__Required work__
Will you print all of the records below, reproducing every line without a single change?

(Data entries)
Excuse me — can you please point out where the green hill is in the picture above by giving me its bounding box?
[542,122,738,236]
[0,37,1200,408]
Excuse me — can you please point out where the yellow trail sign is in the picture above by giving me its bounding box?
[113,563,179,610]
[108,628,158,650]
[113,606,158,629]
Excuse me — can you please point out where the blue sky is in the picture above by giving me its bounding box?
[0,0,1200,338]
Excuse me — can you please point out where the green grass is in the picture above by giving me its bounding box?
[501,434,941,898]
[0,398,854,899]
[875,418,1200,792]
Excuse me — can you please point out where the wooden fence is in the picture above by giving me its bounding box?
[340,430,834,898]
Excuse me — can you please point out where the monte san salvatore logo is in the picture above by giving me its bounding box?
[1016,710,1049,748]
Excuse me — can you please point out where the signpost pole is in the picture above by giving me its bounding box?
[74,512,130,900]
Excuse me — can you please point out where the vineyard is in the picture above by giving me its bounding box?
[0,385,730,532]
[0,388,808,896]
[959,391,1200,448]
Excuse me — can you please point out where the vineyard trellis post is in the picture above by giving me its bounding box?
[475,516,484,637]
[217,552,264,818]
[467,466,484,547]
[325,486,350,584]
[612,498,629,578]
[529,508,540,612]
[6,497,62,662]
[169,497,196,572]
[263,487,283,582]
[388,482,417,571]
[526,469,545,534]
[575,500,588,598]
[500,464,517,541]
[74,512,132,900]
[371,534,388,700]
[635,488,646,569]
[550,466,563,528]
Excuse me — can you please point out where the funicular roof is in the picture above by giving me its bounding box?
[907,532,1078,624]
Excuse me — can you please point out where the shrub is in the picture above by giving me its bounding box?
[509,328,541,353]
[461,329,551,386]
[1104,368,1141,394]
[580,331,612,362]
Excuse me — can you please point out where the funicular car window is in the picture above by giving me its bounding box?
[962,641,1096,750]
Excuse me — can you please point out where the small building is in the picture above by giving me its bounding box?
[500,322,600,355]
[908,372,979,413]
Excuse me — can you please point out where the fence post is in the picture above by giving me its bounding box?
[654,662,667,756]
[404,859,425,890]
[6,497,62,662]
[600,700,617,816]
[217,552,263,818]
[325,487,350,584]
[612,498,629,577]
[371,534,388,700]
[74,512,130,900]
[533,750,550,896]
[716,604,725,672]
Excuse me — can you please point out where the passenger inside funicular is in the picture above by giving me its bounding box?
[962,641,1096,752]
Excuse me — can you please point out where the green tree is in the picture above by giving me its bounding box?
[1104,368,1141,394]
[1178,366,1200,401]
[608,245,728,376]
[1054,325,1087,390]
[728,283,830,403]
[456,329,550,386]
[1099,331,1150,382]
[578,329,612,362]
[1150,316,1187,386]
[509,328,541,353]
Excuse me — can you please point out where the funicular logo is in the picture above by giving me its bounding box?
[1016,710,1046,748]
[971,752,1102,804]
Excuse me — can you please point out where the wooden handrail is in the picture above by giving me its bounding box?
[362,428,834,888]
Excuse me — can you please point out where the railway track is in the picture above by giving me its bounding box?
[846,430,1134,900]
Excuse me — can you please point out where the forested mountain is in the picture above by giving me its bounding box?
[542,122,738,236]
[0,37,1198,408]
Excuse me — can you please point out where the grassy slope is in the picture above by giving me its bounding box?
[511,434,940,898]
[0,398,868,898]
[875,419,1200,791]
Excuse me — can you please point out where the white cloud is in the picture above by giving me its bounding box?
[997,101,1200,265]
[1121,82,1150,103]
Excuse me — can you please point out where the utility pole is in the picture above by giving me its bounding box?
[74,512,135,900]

__Completed task__
Excuse me — can you please point out where the green hill is in the picture above by giving me its bounding box?
[542,122,738,236]
[0,37,1200,408]
Excuse me — can you please point out where the yellow trail sign is in the picture above by giving me its bounding box?
[113,563,179,610]
[108,628,158,650]
[113,606,158,629]
Excuse me — can you please point out where the blue sky is in the picture above by giving me its bounding box?
[0,0,1200,338]
Excuse me — can you please point out where the green grass is in the picture above by giving me its bounding box?
[501,434,941,898]
[0,398,854,899]
[875,418,1200,792]
Excuse me — can you please point out where the wooden fence is in the picture above by giving me its bounding box?
[340,430,834,898]
Excuse me — can you please point out where the monte san salvatore logo is in the picture above by giving me its bounding box?
[1016,710,1049,748]
Excuse me — can you please point out where the signpost pole is in the picture above by giving me its bounding box?
[74,512,130,900]
Excuse me — can you please point out where the vineyard is in the picture above by giving me its bounding box?
[0,385,730,532]
[0,388,808,896]
[959,391,1200,448]
Excuse me — can you please point out where the vineyard trellis post is in the picture above by giving me its bounding box?
[475,516,484,637]
[217,552,264,818]
[467,466,484,547]
[325,486,350,584]
[612,498,629,578]
[529,508,540,612]
[6,497,62,662]
[169,497,196,572]
[263,487,283,582]
[388,482,417,571]
[526,469,545,534]
[575,500,588,598]
[500,464,517,541]
[74,512,132,900]
[371,534,388,700]
[635,488,646,569]
[550,466,563,528]
Excuse me — can you please point out where the funicular roof is in the picture above by giving me its bounding box?
[907,532,1078,624]
Excuse me — can you please point out where the shrub is in the picture above by giving me its bounding box?
[509,328,541,353]
[461,329,551,386]
[1104,368,1141,394]
[580,331,612,362]
Excuse me — can you please point out where the funicular car window is in the picture above by giving me its bounding box?
[962,641,1096,750]
Excuse me — can you please point out where the small building is in the picture above by giving me its bounding box?
[500,322,600,355]
[908,372,979,413]
Excuse me — can you please point out where the fence post is in the picture above by giving me its bounding box?
[654,662,667,756]
[404,859,425,890]
[6,497,62,662]
[600,700,617,816]
[217,552,263,818]
[325,487,350,584]
[612,498,629,577]
[371,534,388,700]
[74,512,130,900]
[533,750,550,896]
[716,604,725,672]
Excuse me — can you please point out where the passenger inside funicular is in the picture above by giving me its bounding box?
[962,641,1096,752]
Excuse me — can you please point out where the green tree is in the picture above by giving me its bounding box?
[1104,368,1141,394]
[1178,366,1200,401]
[608,245,728,376]
[1054,325,1087,390]
[728,283,830,403]
[456,329,550,386]
[1099,331,1150,382]
[578,329,612,362]
[1150,316,1187,386]
[509,328,541,353]
Excuse me — can you please point out where the funicular logo is in the picture above by giving me its bounding box?
[1016,710,1046,748]
[971,752,1102,804]
Excuse me — can you please point out where the wooden handrail is in the picture above by giving me its bounding box?
[362,428,834,888]
Excuse me — can you please point out where the railway track is in the picture above by giving me its bounding box?
[846,430,1134,900]
Excuse me — can you please point out where the forested mountain is in the picture above by giving me its bounding box?
[542,122,738,236]
[0,37,1198,408]
Excuse me — can you please point out where the grassy slope is in the picture above by giving me its bounding box?
[511,434,940,898]
[0,398,868,898]
[875,419,1200,791]
Excuse me — can you please point out where the white cloud is in the picture above by giving me its bounding box?
[997,101,1200,265]
[1121,82,1150,103]
Excuse me — can you please point out where the utility pole is in the picture above by giving me its bounding box?
[74,512,135,900]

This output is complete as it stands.